• [Task details]: Carry on the forum discussion on brightness, saturation, and film dyes below with a few more replies, picking up right after its last question.

• [Given text]:
============

Feels like there might be something worth interrogating about “brightness”?

It wasn’t me! Hence my scare quotes!

Aren’t there some mediums that work along this mechanic?

Didn’t @jedsmith’s have a demo where he completely isolated the perceptual flourish from the chromaticity linear compression?

An aesthetic convention that arises out of the medium of photography, rather than human vision? Yes, that sounds right. I think that’s where the “blown out” lights aesthetic is mostly derived from.

At the same time, I think there is also an aspect of human vision where the more saturated something is, the darker it appears. The inverse is also true. Brighter means less saturated.

I’d think that Helmholtz Kohlrausch / Evans G0 brilliance and the Hunt effect might suggest this isn’t quite the simplest “straight line” here.

To try and find a fundamental “why it worked”, we’d need to figure out what the connection is between the gradual degradation / removal of the film dyes (DMax to DMin in terms of printed creative film) to pure plastic, and why it more or less “worked”?

============

• [Data shown]:
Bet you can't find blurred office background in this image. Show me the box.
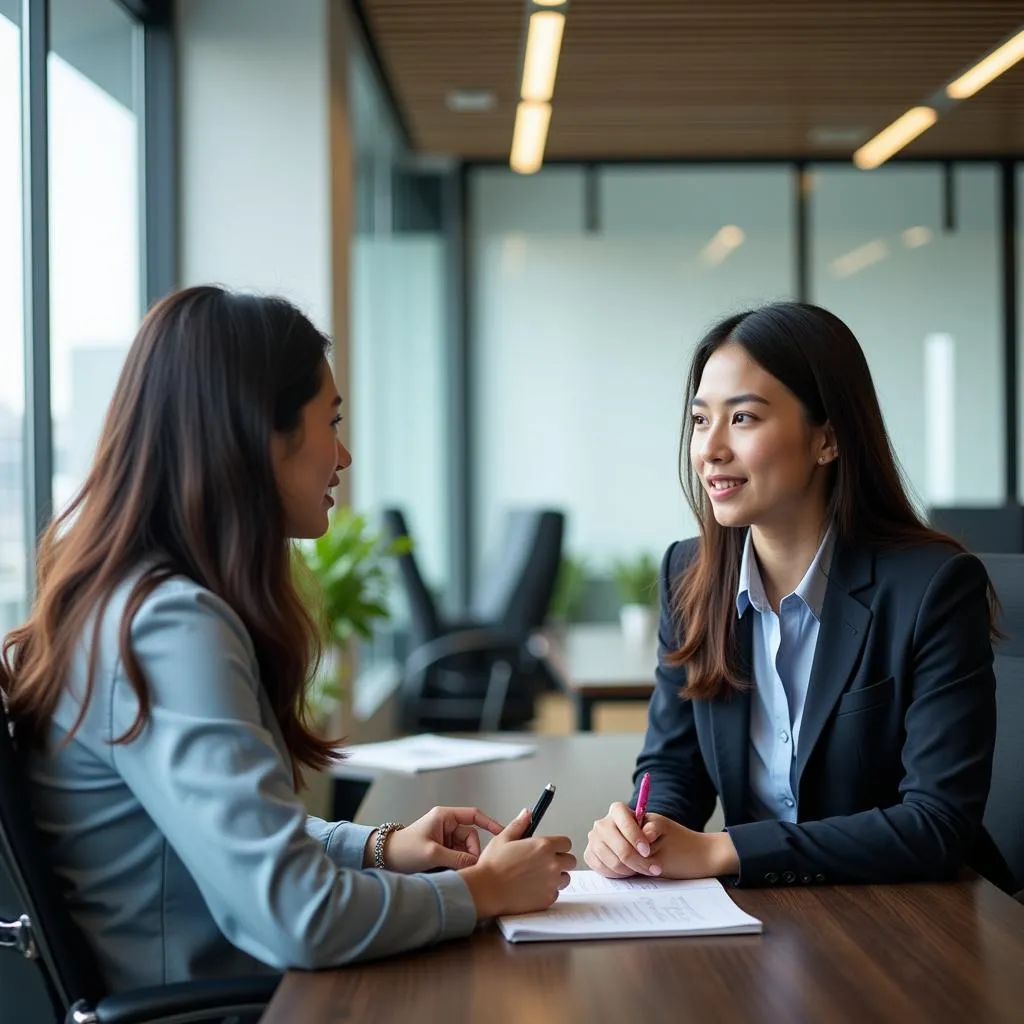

============

• [Reply to the exercise]:
This image of Miley came into my stream the other day. Seemed relevant.

Surely there are enough wise colour minds in this thread to aid me to identify what, precisely, is missing / wrong in that image?

I think Helmholtz Kohlrausch is referring to images on a screen (i.e. images made from projecting light), isn’t it? Rather than to how we see physical objects in nature outside reflecting the light waves back at us as color like @daniele was describing. Similarly, Evens G0 Brilliance speaks of “florescence where color takes on an almost surreal character.” Key word here for me is surreal.

@jedsmith

I’m really liking the controls in the hyperbolic “presets”

image

I’m finding quite easy to get the desired tonemap toe and shoulder. Much easier than other tonemappers I’ve used in the past. I’m curious how you envisioned these sliders would translate into something like OCIO? Would be awesome if there was a way to tweak these sliders in Nuke, and then click a button to save the results as a CTF file. Is that something being considered?

I’m not 100% sure on this one.
I feel like I’ve experienced plenty of real world situations where bright scenes can feel ‘desaturated’ when you’re transitioning from being adapted to a darker environment. “Walking out of a matinee movie session” or “Leaving a nightclub after the sun has come up”.

I’m fairly sure these effects are real, and not just me retconning historic photographic convention onto my memories. (At least I hope not…)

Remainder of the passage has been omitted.